+++ Passage given +++

Here’s a nice video of ScanLab-group with Benjamin Bratton and Jordan Crandall (UCSD) talking about design, sensors and sensing. In the discussion, the issues of design are connected to the wider theme of the mechanical image and how visual culture is changing in the age of new visual techniques, such as (3D) scanning. The panel is part of an exhibition also we at WSA collaborated in curating, on Autonomous Sensing!

AHRC Funding for the “Internet of Cultural Things”-project

April 17, 2015 2 comments

We are happy to announce that the AHRC has granted funding for our Internet of Cultural Things (IoCT) project, a one year research partnership between Kings College London, Winchester School of Art (University of Southampton), and the British Library.

+++ Data entries +++

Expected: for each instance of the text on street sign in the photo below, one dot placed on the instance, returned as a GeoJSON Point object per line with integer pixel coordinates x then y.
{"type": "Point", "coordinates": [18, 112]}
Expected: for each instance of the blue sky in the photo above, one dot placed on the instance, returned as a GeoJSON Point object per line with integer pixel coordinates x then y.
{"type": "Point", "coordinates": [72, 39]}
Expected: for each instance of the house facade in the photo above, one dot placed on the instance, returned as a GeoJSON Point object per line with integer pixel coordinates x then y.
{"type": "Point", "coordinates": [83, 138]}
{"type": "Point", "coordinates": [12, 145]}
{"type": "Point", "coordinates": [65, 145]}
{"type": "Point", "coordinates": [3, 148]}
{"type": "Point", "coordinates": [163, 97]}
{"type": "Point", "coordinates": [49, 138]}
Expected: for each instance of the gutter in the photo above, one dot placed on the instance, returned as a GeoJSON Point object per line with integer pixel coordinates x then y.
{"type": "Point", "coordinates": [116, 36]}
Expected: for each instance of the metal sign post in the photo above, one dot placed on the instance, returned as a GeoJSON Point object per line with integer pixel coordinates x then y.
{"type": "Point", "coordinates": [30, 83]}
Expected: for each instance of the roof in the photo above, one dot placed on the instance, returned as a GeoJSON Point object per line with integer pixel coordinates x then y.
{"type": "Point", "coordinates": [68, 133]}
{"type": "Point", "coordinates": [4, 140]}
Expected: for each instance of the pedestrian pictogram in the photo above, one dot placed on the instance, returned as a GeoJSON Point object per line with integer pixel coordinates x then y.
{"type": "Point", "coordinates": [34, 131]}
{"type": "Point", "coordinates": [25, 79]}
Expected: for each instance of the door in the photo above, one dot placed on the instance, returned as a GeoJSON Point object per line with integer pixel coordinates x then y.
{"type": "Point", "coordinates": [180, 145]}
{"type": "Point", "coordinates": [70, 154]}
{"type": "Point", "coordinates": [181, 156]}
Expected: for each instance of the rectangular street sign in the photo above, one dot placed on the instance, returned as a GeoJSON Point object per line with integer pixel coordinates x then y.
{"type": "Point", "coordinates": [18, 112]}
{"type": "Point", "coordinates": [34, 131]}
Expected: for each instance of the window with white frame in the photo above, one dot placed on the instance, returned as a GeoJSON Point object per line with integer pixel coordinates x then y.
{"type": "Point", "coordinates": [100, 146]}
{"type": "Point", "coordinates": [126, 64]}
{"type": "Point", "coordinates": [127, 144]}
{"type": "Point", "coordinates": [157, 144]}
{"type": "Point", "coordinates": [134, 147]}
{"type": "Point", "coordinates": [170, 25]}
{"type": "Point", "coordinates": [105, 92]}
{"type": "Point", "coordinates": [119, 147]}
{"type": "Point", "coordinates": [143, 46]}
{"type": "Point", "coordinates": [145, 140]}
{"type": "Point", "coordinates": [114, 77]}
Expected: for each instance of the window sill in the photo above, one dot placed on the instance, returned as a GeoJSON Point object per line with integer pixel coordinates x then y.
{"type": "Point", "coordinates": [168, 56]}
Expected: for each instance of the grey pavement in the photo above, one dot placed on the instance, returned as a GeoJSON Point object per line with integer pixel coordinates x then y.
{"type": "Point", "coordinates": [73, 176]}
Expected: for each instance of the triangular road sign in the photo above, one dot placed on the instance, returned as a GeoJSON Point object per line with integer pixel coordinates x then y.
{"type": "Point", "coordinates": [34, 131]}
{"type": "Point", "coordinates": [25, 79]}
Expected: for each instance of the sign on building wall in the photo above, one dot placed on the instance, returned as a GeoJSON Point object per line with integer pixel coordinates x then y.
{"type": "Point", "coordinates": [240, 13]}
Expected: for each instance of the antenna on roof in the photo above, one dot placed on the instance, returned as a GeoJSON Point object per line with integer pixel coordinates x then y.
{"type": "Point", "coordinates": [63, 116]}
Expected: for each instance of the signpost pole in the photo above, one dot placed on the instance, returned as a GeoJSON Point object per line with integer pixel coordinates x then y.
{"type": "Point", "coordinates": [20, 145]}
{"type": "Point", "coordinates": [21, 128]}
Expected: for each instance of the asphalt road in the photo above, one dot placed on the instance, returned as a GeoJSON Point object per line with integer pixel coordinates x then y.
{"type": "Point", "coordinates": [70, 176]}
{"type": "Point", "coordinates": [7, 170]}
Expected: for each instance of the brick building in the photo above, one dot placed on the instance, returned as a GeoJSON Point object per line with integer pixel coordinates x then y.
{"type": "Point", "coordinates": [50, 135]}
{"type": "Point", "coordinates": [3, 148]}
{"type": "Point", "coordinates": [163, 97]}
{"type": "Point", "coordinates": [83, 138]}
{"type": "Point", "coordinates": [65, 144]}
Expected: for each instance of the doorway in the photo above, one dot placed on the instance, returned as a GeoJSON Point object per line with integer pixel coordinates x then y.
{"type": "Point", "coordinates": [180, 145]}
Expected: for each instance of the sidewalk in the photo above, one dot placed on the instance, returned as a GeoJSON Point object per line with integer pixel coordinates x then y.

+++

From the passage on sensing and the AHRC grant, repeat word for word the stretch that opens with "We are happy" and closes with "and the British Library.".

We are happy to announce that the AHRC has granted funding for our Internet of Cultural Things (IoCT) project, a one year research partnership between Kings College London, Winchester School of Art (University of Southampton), and the British Library.